Brano citato

((

A due anni dai fatti di Capitol Hill, ecco che a Brasilia i seguaci di un altro campione del sovranismo populista, Jair Bolsonaro, danno l’assalto al cuore della democrazia brasiliana. E non è soltanto il Parlamento a essere occupato e saccheggiato, ma anche la sede della Corte Costituzionale e della Presidenza. In un solo colpo, esecutivo, legislativo e giudiziario. A testimoniare la cultura democratica dei sovversivi. Questi inediti fatti insurrezionali arrivano dopo anni di preparazione culturale e politica che hanno sdoganato idee estreme, diventate la base per una nuova narrazione politica. I cosiddetti “alternative facts”, cioè la realtà parallela, sono diventati l’unica verità per milioni di persone negli Usa e in Brasile. È una tecnica usata da tempo in diversi contesti, e che si propaga soprattutto attraverso i meme che rimbalzano tra WhatsApp e i social network.
Il mago di questa strategia applicata alla politica, e forse il suo inventore, è Steve Bannon, ideatore di siti che creano e propagano fake news, consigliere dei comitati pro-Brexit, di Donald Trump e di Jair Bolsonaro. Bannon ha commentato così i fatti di Brasilia: “Lula ha rubato le elezioni. I brasiliani questo lo sanno” e ha definito gli autori della violenta invasione dei “lottatori per la libertà”. Il metodo usato da questa galassia non è polemizzare con l’avversario, bensì costruire una nuova realtà: una realtà così ben architettata e “attraente” che a un certo punto diventa indistinguibile da quella vera.

))

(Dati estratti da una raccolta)
((

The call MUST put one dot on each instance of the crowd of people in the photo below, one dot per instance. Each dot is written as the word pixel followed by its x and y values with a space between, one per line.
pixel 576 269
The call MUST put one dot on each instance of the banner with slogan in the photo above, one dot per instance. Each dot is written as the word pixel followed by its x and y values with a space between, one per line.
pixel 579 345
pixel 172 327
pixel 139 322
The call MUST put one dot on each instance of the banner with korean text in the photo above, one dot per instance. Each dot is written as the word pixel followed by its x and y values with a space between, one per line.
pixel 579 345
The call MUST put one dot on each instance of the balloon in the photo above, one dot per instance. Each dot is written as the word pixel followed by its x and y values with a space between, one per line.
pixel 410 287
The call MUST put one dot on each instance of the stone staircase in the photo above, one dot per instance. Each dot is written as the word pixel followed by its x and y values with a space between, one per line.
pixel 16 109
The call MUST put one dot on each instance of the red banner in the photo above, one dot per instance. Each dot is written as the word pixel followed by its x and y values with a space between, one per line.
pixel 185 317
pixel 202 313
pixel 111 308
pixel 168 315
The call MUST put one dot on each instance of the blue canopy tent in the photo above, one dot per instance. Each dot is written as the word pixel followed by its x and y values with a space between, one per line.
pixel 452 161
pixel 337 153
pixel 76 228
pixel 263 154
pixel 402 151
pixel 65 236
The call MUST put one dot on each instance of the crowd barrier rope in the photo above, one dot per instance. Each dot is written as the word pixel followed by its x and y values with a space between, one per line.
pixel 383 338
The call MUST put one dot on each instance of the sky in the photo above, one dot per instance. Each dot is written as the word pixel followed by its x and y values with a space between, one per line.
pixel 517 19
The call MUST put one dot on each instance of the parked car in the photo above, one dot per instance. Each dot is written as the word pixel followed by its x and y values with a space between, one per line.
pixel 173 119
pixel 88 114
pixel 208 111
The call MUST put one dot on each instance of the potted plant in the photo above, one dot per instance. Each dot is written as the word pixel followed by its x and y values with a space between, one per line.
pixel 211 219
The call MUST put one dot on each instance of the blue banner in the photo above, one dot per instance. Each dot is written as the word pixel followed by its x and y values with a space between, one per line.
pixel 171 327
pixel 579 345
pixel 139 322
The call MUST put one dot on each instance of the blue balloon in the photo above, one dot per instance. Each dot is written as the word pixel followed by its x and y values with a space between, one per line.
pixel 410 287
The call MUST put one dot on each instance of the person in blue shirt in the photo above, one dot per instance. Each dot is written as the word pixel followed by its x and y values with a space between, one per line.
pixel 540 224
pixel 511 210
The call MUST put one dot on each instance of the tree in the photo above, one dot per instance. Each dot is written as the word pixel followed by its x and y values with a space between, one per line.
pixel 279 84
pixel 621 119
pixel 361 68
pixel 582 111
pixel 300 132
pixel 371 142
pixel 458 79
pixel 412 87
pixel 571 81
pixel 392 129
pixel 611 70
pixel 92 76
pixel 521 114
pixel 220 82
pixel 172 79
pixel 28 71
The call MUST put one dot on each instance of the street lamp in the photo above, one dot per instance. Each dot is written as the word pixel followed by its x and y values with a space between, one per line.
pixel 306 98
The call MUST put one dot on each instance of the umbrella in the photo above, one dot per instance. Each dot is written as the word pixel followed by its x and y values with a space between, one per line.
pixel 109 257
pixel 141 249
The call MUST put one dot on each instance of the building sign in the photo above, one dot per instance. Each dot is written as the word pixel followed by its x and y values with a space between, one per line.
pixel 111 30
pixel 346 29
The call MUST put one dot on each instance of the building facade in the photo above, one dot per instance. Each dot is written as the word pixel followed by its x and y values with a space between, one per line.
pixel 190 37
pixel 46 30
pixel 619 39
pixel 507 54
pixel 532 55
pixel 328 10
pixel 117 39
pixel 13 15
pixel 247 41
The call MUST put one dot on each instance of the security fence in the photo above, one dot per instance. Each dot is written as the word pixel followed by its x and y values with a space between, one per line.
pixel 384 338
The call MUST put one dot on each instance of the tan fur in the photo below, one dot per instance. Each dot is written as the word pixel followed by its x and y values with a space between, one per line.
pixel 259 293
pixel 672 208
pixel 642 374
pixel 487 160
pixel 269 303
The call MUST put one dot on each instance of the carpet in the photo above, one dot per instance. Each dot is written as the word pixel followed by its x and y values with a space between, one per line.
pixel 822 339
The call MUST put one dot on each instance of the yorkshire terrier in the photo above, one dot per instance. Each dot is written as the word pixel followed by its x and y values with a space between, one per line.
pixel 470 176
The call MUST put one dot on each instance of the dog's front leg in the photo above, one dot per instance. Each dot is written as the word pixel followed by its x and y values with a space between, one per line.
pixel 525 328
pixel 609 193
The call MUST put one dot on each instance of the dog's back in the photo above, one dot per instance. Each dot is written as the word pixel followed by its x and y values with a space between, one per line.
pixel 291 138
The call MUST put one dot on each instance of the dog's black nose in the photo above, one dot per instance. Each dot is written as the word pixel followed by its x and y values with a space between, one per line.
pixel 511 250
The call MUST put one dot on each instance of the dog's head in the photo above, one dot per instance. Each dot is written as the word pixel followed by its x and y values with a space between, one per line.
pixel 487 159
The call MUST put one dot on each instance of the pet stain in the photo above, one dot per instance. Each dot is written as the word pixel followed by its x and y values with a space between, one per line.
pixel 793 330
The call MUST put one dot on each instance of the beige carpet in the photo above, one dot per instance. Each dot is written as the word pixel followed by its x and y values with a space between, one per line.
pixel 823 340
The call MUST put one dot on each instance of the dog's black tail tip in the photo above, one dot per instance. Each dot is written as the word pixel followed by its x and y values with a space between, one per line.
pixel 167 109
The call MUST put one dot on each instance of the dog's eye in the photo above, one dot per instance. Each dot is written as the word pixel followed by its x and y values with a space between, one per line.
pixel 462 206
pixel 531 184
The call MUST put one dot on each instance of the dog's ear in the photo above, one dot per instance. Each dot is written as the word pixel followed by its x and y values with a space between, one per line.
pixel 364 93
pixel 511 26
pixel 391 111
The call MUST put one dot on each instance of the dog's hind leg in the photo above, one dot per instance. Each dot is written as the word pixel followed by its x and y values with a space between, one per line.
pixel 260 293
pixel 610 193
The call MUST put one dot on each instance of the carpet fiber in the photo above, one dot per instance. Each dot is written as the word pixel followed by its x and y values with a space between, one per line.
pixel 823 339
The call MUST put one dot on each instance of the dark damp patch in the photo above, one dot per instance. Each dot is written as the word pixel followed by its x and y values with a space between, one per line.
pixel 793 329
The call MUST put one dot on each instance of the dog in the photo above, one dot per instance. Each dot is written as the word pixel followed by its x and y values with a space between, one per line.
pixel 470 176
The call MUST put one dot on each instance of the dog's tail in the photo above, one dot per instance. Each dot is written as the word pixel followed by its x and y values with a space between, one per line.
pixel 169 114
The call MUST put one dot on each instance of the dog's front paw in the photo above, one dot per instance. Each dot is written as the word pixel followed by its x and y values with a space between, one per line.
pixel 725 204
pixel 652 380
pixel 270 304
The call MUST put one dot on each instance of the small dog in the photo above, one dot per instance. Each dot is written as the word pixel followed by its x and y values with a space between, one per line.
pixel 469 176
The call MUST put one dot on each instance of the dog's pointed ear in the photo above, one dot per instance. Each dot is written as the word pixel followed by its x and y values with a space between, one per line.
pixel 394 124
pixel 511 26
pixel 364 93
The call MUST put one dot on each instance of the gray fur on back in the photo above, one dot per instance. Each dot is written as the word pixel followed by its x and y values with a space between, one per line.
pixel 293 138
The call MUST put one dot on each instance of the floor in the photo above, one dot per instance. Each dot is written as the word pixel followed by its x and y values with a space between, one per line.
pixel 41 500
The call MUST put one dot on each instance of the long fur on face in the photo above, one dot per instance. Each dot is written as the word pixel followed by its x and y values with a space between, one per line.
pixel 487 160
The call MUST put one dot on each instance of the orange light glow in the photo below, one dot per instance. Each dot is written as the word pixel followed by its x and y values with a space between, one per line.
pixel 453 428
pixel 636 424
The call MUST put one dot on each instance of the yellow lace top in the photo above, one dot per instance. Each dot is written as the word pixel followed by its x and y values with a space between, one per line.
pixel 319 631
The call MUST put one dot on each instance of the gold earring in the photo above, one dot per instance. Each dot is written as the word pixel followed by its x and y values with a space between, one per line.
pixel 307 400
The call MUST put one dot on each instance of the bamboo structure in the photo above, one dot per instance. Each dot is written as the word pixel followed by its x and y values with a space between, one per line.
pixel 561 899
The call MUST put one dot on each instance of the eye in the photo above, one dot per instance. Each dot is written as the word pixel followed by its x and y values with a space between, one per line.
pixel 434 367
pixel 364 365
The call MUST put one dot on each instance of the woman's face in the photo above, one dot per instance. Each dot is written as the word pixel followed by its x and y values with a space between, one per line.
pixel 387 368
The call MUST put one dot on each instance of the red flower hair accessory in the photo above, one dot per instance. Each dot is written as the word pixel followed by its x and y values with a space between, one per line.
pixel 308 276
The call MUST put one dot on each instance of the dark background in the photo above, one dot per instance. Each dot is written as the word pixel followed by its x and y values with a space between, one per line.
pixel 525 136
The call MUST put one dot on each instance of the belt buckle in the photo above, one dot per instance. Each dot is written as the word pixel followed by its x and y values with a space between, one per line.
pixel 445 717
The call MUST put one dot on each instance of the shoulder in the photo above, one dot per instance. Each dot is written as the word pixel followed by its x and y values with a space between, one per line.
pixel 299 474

))

Compiti da svolgere
A) Rispondi a queste domande sul brano sull'assalto di Brasilia:
(i) Oltre al Parlamento, quali sedi sono state occupate e saccheggiate?
(ii) Attraverso che cosa si propaga soprattutto la tecnica della realtà parallela?
(iii) Con quali parole Bannon ha definito gli autori dell'invasione?
B) Continua il brano sull'assalto di Brasilia a partire dalla sua ultima frase.

Elenco delle risposte
A)
(i) La sede della Corte Costituzionale e quella della Presidenza.
(ii) Attraverso i meme che rimbalzano tra WhatsApp e i social network.
(iii) Li ha definiti "lottatori per la libertà".

B)
In Brasile esistono oggi infatti due realtà. Quella in cui Lula da Silva ha vinto le elezioni in modo pulito e una realtà “alternativa”, nella quale Jair Bolsonaro non ha perso le elezioni, ma è stato vittima di un furto. Ritenuta vera, quest’ultima, dal 30% degli elettori brasiliani. Bolsonaro, dunque, oggi non è un folle fuggito negli Stati Uniti, ma rappresenta milioni di persone che credono e vivono in quella “realtà alternativa”. Nel mondo di Bolsonaro, come in quello di Trump, non si perde, si è vittima di complotti; le cose non sono complesse, sono sempre manipolate; non contano i meriti o gli studi, bastano l’intuito e il “buon senso”. Un mondo nel quale il Covid non è esistito, oppure c’è la cura, ma “non vogliono farcelo sapere”; nel quale è meglio non fidarsi mai dello Stato, ma anzi armarsi per difendersi da soli. Un mondo orrendo perché senza speranza.
Trump e Bolsonaro in realtà non hanno inventato nulla, si sono limitati a rendere più profonda la spaccatura che si è andata creando nelle società occidentali negli ultimi anni. Spaccatura che si manifesta in molti modi diversi: tra città e campagna, tra ricchi e poveri, tra nativi e immigrati, tra perdenti e vincenti nel grande gioco della globalizzazione. Anziché lavorare per rimarginare queste ferite, hanno fatto il possibile per aumentare la divaricazione. Questo agire da incoscienti ha pagato in termini elettorali, almeno inizialmente, e ha trasformato l’agone politico un’arena da corrida, dove non contano le idee né i progetti bensì la capacità di insultare, di raccontare fake news, di demonizzare l’avversario. Il problema per loro è quando il nemico demonizzato riesce comunque a vincere, come successo sia negli USA sia in Brasile: a questo punto la narrazione va in tilt.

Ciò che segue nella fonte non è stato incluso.